# [Text excerpt]
+++++
19 wound and skin cleaning products were compared across  in-vitro cytotoxicity and antimicrobial activity. SOS was found to be:

10 times less cytotoxic than Prontosan solution,

1,000 times less cytotoxic than chlorhexidine gluconate and Betadine.

 

At a SOS concentration that is completely non-cytotoxic as measured by L929 fibroblast cells SOS reduced S. aureus by at least 4 log within 30 minutes.

By contrast non cytotoxic Prontosan, betadine and chlorhexidine failed to achieve a 4 log kill at 24 hours.

(Javier Aragón-Sánchez, 2013)

Limb salvage was achieved in 100% of patients (with osteomyelitis) treated with SOS

Infection was eradicated in 100% of patients included in this trial and every wound healed; average healing time was 6.21 week.

Only one recurrence was detected and this patient was treated with SOS and no amputation was required to date in the singular complicated case.

(Cheryl M.Bongiovanni, 2006)

A single 60 second application of the SOS to a wound surface showed a significant increase in the TcPO2 measure 5mm from the wound, i.e. increasing from 35 mmHg prior to application to 89 mmHg for up to 36 hours following the single 60 second application

In another patient a single 60 second application of SOS to a wound surface showed a significant increase in TcPO2 measure 10mm from the wound i.e. increasing from 29 mmHg prior to application to 80 mmHg and sustained for 48 hours following the single 60 second application

(Cheryl M. Bongiovanni, 2016)

100% of the 1249 venous leg ulcers treated with SOS were healed completely at the completion of the trial, the average healing time was 28.20 days for the venous leg ulcers treated with SOS, this is compared to 165.2 days which was the cited average time of healing of venous leg ulcers (Wounds Int 2016)

(R. K. Chittoria, 2007)

At the start of the trial 100% of wounds were infected, after 5 days use of SOS 95% of wound became uninfected and only 5% infected.
+++++
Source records
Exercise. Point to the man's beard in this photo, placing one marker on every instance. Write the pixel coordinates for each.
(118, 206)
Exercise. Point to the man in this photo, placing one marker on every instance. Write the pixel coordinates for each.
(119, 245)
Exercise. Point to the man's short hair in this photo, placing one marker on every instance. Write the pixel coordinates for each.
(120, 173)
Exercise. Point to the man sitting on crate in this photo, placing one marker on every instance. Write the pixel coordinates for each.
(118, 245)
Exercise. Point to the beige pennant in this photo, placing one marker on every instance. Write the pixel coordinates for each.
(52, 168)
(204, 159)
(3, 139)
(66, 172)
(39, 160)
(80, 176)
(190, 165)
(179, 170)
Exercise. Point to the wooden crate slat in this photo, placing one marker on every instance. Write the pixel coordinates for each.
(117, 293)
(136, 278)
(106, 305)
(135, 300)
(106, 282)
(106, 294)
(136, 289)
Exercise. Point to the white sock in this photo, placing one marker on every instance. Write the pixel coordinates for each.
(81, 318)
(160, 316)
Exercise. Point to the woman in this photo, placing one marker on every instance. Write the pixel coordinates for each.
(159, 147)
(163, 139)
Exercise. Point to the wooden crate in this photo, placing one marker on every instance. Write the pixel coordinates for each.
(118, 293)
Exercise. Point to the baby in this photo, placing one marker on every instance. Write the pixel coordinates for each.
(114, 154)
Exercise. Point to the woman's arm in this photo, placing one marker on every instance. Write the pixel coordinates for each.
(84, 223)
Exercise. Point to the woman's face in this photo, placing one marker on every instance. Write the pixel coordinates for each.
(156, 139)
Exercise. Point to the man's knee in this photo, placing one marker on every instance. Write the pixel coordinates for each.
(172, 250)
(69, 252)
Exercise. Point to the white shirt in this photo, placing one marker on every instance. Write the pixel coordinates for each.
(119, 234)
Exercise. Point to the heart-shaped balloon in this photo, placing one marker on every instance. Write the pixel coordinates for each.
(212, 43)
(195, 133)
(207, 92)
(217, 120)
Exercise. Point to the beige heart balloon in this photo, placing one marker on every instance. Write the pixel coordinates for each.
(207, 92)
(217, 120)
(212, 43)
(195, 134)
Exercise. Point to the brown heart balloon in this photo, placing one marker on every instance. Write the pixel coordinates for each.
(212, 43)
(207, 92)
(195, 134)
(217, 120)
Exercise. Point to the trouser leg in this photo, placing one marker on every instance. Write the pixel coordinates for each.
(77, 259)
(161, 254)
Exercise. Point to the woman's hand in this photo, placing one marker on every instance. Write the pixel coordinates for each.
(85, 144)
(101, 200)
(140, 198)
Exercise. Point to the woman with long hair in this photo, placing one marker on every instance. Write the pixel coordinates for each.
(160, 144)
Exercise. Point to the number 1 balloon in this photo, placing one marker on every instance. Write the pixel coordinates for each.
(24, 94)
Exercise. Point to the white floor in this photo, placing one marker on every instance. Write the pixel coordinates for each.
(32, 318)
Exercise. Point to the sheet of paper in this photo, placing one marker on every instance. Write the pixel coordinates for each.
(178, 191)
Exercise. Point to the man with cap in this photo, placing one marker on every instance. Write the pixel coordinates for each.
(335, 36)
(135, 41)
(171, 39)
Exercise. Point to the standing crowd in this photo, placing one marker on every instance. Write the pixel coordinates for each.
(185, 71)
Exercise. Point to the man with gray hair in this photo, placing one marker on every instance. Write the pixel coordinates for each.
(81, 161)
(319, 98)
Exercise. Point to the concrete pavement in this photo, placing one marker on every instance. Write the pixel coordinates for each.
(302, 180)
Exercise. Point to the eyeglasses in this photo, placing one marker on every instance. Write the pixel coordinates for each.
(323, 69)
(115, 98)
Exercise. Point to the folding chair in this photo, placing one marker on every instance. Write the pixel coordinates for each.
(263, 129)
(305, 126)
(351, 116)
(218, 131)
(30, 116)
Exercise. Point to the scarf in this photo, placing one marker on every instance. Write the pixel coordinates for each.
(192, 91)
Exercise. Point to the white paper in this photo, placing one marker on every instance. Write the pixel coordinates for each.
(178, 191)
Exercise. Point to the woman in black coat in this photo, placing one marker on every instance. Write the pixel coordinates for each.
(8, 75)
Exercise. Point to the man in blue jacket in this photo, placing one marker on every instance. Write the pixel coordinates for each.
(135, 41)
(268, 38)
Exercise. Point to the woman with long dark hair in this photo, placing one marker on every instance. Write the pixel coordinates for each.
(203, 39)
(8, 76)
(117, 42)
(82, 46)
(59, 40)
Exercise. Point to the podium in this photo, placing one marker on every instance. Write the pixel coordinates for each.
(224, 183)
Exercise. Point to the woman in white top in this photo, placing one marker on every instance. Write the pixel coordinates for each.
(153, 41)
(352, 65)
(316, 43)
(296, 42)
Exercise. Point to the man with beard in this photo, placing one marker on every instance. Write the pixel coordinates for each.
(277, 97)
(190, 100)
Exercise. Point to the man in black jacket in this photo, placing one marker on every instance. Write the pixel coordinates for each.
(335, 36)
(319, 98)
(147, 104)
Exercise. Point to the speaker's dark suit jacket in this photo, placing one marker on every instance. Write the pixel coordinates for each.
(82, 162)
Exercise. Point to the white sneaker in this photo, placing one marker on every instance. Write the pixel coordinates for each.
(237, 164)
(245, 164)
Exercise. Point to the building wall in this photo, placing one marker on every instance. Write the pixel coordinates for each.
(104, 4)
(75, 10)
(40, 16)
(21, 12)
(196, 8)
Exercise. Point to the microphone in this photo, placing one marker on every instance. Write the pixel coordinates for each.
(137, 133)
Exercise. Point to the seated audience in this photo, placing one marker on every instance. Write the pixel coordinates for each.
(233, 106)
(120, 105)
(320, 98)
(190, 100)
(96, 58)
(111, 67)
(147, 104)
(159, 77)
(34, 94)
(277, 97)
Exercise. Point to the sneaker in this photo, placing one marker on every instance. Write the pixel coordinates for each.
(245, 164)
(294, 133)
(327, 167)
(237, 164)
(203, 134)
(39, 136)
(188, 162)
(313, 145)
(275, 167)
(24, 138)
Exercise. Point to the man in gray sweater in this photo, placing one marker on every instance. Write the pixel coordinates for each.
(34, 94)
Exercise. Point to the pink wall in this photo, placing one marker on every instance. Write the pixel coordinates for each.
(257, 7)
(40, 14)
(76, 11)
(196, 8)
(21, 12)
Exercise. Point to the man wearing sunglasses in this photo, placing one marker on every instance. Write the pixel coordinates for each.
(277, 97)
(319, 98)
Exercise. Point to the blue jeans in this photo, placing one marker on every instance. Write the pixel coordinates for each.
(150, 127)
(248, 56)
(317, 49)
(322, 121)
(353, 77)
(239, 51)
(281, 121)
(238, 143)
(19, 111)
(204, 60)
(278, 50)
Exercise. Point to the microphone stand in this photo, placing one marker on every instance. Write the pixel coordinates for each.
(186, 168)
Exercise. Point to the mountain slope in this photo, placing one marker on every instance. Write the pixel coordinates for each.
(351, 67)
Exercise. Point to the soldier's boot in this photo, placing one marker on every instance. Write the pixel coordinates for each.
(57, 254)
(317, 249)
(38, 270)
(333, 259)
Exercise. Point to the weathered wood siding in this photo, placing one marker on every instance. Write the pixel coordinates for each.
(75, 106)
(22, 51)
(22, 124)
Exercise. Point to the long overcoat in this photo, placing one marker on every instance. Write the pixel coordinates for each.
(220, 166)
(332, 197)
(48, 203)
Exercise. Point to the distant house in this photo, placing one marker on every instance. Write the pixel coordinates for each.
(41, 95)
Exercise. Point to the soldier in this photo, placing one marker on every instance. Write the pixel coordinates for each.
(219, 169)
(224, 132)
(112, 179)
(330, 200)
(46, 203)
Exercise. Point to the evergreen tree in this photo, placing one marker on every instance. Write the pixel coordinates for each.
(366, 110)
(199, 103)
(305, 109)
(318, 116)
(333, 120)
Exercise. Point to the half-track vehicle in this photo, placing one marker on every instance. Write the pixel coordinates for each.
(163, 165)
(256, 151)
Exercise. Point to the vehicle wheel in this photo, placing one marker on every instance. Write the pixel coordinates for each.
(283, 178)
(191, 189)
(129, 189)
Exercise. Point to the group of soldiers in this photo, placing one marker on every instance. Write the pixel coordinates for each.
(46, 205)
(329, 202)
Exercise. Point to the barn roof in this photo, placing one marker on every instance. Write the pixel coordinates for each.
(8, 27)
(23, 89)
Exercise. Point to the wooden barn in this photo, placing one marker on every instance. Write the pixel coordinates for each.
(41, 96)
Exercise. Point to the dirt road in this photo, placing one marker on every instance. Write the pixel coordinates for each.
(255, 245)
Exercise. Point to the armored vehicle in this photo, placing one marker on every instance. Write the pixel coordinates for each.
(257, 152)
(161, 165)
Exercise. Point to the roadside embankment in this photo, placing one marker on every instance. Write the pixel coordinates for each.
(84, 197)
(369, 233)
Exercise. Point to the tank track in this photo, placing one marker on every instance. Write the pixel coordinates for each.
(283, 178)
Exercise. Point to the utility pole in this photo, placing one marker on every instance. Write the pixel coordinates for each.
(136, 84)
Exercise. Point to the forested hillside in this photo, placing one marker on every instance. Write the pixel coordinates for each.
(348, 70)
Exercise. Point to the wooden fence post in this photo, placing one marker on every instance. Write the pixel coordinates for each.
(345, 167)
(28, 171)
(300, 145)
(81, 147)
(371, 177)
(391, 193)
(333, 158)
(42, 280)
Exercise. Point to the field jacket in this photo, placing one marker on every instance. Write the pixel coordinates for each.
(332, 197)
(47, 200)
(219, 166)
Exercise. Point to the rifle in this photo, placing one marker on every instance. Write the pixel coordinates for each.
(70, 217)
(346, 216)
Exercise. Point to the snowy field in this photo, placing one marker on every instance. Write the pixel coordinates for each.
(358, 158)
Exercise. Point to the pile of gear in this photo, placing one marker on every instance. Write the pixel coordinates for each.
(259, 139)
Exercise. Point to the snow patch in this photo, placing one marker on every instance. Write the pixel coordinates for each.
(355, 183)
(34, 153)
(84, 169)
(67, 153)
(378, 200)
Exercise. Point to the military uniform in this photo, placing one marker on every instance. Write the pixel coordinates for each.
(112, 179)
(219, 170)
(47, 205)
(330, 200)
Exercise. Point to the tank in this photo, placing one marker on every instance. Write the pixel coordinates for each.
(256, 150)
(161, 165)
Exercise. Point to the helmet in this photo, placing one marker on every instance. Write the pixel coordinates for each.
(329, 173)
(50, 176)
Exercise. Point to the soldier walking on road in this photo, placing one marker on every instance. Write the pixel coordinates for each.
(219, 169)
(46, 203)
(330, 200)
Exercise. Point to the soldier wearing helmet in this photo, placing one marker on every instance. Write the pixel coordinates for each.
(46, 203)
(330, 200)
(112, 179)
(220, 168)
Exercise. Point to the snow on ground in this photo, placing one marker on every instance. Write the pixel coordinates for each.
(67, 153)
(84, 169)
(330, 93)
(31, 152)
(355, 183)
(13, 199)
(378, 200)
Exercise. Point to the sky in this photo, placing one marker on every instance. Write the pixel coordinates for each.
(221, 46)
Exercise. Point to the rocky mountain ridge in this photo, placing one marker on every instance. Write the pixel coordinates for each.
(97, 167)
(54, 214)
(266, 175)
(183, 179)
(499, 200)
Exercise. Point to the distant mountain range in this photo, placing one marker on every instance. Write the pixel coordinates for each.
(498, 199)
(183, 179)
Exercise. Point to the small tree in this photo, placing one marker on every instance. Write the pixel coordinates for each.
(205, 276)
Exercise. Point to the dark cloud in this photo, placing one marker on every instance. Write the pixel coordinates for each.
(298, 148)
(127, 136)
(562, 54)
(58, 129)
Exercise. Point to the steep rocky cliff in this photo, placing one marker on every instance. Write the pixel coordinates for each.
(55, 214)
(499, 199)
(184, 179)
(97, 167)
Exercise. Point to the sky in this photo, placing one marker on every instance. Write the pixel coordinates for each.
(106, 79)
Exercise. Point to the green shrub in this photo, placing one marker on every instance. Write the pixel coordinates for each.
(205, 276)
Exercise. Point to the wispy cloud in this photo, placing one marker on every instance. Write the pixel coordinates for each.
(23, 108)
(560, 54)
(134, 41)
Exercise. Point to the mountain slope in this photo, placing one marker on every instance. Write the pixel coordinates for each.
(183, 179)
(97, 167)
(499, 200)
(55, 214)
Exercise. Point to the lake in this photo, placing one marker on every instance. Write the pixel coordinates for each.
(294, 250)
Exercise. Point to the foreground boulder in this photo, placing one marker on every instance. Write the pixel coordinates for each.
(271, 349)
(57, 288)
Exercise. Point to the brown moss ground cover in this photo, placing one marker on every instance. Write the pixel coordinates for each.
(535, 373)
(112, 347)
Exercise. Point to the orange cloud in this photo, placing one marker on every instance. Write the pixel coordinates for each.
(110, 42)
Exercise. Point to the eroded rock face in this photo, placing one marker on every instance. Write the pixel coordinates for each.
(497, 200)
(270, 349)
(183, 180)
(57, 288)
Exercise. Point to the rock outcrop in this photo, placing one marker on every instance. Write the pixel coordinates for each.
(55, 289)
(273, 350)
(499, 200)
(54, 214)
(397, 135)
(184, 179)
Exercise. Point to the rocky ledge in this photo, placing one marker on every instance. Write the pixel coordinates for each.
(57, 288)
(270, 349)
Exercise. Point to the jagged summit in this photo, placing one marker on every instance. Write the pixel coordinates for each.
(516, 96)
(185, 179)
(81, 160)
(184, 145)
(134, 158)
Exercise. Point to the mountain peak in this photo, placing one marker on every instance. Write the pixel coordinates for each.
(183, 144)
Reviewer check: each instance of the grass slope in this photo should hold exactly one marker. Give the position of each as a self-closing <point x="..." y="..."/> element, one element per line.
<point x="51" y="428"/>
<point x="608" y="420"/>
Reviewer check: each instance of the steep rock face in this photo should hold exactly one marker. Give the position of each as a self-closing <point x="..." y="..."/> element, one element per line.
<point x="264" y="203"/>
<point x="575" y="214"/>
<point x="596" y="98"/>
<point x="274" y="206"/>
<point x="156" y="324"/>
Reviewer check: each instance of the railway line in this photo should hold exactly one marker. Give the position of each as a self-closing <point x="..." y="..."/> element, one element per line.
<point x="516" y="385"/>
+++++
# [Work instructions]
(a) In the summary of SOS wound-care studies, what was the average healing time for the venous leg ulcers treated with SOS?
(b) Continue the summary of SOS wound-care studies from its last sentence.
The source records aren't needed for this work.

# [Answers to the problems]
(a) 28.20 days

(b)
40% of the wounds were healed by simple wound care by the use of SOS as a wound cleanser, while 55% underwent skin graft surgery and 5% flap procedures once the wounds were uninfected and the wound bed was composed of healthy granulation tissue which was attained following the use of SOS.

None of the patients suffered from noticeable complications during or following the use of SOS.

(Nina Fanggang, 2008)

The average wound healing time in partial thickness burns  was 20.00 days +/- 2.7125 for those patients treated with SOS, compared to 22.1 days +/- 3.007 for the patients in the control group of SSD (Silver Sulfadiazine cream)

(Chiara Goretti, 2007)

Minor amputations were significantly more common in patients treated with Povidone-Iodine, who also experienced significantly slower healing time (212.3 days vs 144.6 days for the SOS group)

In the SOS group 87.5% of patients had healed lesions at 6 months compared with 51.4% of the povidone-iodine group

Patients treated with SOS required antibiotic therapy for a significantly shorter time i.e. mean of 74.7 +/- 32.1 days compared to the historical control 129.6 =+/- 54.4 days and had fewer reinfections (4 SOS group vs 9 PI group) and less need for repeated debridement.

(Syed Fazle Hadi, 2008)

61.76% of patients assigned to the SOS treatment had an improvement / downgrading from stage IV (necrotic tissue) to stage I (healthy epithelization) while only 14.7% in the control group showed such improvement.

62% of patients assigned to the SOS treatment had the shortest length of (1-7 days) compared to only 20% of the patients assigned to the control group (saline, p<0.05), and only 6% of patients assigned to the SOS treatment had the longest length of stay  (>21 days) compared to 16% of patients assigned to the control group (p<0.05)

(Marwaha, 2010)

At the 5 day follow up the average reduction in periwound oedema / erythema in the SOS group was 75% as compared to 40% in the control group (Iodine sol) – Treatment of acute abscesses

At the 12 day follow up the average increase in granulation tissue and epithelialization tissue on the SOS group was 80% as compared to 60% in control group (Iodine solution) – Treatment of burns

At the 21 day follow up the average reduction in wound size in the SOS group was 70% compared to 50% in the control group (Iodine solution)

(Adam Landsman, 2011)

55% of mildly infected DFU patients assigned to the SOS alone group experienced complete resolution of infection at the 4 day of treatment compared with only 28.6% of patients treated with saline as a cleanser and oral levofloxacin.

 

The patient group being treated with SOS and oral levofloxacin had a complete resolution of infection in 44% of patients.

(Fermın R Martınez-De Jesus, 2007)

100% of patients assigned to the SOS treatment group achieved elimination of wound odour compared with only 25% of those in the control group (saline)

80.9% of those treated with SOS achieved improvement and stabilisation of cellulitis compared with only 43.7% of those in the control group.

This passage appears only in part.